*Exercise goal*. Look through the entries below and report how many lines hold the string "truck". Only the number is wanted.

*Dataset*.

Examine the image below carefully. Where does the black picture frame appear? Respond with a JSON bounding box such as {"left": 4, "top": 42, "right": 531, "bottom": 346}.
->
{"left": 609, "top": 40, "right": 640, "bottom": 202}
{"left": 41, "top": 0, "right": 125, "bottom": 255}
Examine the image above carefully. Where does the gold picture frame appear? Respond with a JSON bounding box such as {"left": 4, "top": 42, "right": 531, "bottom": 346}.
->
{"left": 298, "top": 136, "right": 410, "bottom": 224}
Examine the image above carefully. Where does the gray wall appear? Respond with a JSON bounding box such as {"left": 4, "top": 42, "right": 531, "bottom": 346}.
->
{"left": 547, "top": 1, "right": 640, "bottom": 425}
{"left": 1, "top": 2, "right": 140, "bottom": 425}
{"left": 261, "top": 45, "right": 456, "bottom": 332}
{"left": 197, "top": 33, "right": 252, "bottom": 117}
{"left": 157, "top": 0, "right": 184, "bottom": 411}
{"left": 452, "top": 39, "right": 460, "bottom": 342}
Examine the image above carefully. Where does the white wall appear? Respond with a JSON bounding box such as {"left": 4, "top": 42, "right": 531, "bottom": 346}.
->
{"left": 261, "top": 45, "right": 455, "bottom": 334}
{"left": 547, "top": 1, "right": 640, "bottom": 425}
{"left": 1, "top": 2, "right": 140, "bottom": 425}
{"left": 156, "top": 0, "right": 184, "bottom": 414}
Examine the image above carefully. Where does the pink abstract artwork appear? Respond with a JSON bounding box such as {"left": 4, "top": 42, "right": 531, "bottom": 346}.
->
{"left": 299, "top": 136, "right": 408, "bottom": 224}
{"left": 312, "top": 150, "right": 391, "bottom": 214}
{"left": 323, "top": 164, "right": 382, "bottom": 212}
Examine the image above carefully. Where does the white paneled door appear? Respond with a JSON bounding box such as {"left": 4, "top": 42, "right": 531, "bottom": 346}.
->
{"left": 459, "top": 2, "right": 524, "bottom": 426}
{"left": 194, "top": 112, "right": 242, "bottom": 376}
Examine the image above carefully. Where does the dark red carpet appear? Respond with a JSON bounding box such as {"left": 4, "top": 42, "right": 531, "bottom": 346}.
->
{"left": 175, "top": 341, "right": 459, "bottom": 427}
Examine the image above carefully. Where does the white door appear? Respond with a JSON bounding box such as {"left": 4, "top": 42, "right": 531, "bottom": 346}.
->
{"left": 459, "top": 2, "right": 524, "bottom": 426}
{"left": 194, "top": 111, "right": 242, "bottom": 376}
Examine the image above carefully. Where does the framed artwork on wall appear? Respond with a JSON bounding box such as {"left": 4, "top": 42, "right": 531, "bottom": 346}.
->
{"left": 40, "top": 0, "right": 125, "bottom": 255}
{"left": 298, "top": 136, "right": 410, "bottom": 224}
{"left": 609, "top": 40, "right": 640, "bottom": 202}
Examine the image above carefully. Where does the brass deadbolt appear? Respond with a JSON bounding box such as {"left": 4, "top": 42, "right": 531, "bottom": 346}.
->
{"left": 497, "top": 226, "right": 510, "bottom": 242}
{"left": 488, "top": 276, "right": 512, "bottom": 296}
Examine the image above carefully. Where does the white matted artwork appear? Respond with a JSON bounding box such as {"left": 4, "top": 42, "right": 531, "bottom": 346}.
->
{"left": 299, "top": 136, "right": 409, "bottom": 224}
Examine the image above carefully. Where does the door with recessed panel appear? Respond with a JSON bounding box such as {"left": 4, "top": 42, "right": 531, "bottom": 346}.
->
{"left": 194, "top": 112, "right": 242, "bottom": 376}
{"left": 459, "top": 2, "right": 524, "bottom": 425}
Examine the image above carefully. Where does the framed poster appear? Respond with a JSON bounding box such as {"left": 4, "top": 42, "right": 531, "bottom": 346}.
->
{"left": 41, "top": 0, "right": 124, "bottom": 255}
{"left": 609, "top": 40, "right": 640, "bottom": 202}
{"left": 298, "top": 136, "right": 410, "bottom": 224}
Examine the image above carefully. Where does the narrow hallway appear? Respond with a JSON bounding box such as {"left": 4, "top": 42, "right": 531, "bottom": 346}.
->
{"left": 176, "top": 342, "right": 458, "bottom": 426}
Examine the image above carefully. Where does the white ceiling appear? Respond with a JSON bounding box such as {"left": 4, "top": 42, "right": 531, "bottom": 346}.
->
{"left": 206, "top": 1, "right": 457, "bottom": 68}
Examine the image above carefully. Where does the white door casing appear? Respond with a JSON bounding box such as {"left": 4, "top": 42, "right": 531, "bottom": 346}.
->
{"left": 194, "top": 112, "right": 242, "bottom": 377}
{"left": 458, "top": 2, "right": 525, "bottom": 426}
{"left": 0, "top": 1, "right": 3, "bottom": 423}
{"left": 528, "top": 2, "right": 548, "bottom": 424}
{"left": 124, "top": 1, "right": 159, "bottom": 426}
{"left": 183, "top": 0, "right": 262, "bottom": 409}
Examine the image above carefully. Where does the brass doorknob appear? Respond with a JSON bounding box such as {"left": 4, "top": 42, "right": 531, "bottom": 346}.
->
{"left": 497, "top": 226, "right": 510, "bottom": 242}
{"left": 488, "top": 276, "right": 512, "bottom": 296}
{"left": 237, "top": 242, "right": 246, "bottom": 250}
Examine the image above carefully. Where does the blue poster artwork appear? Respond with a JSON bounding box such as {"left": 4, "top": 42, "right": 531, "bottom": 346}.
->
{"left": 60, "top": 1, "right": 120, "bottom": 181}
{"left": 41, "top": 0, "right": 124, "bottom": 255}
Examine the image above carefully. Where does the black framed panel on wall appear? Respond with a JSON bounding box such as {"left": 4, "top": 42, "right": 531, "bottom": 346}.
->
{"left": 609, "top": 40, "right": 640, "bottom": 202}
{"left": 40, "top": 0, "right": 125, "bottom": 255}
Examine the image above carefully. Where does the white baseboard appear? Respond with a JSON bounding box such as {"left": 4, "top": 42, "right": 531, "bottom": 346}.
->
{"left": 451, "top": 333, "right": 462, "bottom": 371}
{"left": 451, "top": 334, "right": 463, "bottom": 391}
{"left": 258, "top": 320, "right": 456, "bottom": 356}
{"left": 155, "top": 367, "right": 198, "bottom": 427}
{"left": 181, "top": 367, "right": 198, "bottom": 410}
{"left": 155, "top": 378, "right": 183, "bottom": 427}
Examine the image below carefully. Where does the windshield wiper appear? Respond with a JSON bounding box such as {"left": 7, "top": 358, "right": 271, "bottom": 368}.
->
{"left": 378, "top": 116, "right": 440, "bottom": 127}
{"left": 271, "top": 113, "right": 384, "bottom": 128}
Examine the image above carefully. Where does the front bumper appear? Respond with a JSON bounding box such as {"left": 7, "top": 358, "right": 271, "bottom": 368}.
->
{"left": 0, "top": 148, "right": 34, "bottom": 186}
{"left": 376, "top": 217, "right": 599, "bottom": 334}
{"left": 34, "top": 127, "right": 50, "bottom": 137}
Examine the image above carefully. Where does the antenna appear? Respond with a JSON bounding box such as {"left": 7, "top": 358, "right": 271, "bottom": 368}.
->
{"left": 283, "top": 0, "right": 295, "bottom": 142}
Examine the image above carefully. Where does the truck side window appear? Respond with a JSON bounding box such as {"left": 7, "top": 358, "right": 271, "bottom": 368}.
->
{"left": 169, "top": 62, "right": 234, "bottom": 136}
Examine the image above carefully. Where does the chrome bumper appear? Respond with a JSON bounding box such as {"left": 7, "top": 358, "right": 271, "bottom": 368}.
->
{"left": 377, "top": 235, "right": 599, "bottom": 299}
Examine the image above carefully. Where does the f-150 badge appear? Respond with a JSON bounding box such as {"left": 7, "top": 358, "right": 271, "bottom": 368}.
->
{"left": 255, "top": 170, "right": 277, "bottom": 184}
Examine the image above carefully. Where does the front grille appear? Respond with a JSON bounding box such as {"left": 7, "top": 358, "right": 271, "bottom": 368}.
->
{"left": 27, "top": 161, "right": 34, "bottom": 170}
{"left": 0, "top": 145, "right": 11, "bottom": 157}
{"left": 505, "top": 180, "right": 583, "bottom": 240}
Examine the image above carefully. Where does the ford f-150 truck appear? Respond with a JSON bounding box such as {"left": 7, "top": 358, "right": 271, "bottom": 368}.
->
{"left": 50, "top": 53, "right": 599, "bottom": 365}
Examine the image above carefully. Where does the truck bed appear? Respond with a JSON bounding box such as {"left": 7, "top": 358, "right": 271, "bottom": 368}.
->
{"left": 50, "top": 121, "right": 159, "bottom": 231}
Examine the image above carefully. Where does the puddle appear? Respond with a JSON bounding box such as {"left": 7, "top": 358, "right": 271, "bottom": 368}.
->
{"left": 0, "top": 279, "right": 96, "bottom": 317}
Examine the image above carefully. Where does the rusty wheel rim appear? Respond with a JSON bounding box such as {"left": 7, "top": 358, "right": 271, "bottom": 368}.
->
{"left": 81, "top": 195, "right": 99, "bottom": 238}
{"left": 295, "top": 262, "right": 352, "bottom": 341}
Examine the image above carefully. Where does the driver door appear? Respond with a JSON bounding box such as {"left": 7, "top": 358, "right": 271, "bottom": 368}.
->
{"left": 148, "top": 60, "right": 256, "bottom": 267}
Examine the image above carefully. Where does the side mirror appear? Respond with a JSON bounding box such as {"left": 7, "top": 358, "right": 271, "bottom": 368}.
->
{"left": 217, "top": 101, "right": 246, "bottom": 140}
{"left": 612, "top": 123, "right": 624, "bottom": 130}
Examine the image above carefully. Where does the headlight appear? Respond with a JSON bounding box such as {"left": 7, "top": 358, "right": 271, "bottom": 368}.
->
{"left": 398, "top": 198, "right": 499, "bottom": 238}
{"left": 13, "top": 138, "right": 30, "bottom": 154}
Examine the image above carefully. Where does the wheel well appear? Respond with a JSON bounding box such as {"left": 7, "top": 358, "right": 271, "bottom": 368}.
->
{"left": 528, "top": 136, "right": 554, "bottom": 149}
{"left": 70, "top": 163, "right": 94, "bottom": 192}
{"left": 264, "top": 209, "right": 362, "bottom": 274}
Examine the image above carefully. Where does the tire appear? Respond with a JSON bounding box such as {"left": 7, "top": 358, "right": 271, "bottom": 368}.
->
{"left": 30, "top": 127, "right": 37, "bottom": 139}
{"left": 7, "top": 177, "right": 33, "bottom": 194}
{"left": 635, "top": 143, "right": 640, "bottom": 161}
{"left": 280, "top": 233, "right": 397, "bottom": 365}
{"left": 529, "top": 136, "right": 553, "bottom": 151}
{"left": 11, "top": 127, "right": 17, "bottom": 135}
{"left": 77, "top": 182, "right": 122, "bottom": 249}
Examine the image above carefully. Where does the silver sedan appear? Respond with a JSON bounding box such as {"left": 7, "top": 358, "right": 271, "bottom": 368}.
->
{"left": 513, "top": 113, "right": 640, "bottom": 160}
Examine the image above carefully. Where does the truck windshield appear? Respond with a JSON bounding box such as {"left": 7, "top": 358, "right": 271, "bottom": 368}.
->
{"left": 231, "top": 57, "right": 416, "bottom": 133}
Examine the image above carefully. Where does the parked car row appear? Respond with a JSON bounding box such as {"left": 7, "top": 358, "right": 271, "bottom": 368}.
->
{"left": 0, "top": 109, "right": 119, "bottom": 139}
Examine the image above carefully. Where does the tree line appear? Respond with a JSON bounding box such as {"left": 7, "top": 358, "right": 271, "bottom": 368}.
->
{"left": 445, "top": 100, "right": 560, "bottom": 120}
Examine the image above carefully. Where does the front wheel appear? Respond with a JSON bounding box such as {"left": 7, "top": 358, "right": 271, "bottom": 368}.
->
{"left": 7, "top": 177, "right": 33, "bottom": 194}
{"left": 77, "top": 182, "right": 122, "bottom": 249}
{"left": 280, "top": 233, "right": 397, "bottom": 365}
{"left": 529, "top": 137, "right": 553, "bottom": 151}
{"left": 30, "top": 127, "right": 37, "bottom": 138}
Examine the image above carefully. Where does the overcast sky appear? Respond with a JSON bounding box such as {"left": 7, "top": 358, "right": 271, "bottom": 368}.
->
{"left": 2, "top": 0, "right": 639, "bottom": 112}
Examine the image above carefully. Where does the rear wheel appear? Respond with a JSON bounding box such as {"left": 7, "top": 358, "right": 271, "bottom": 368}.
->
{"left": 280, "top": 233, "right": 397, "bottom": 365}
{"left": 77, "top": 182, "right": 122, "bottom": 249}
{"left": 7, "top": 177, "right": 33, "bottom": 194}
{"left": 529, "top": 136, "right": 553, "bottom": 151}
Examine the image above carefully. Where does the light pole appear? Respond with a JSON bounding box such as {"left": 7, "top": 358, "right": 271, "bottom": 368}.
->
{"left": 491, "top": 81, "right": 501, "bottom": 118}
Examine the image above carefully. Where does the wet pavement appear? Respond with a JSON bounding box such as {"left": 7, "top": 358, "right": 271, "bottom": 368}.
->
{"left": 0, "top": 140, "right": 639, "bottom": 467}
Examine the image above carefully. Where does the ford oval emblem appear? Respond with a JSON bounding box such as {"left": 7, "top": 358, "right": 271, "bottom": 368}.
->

*Answer to the exercise*. 4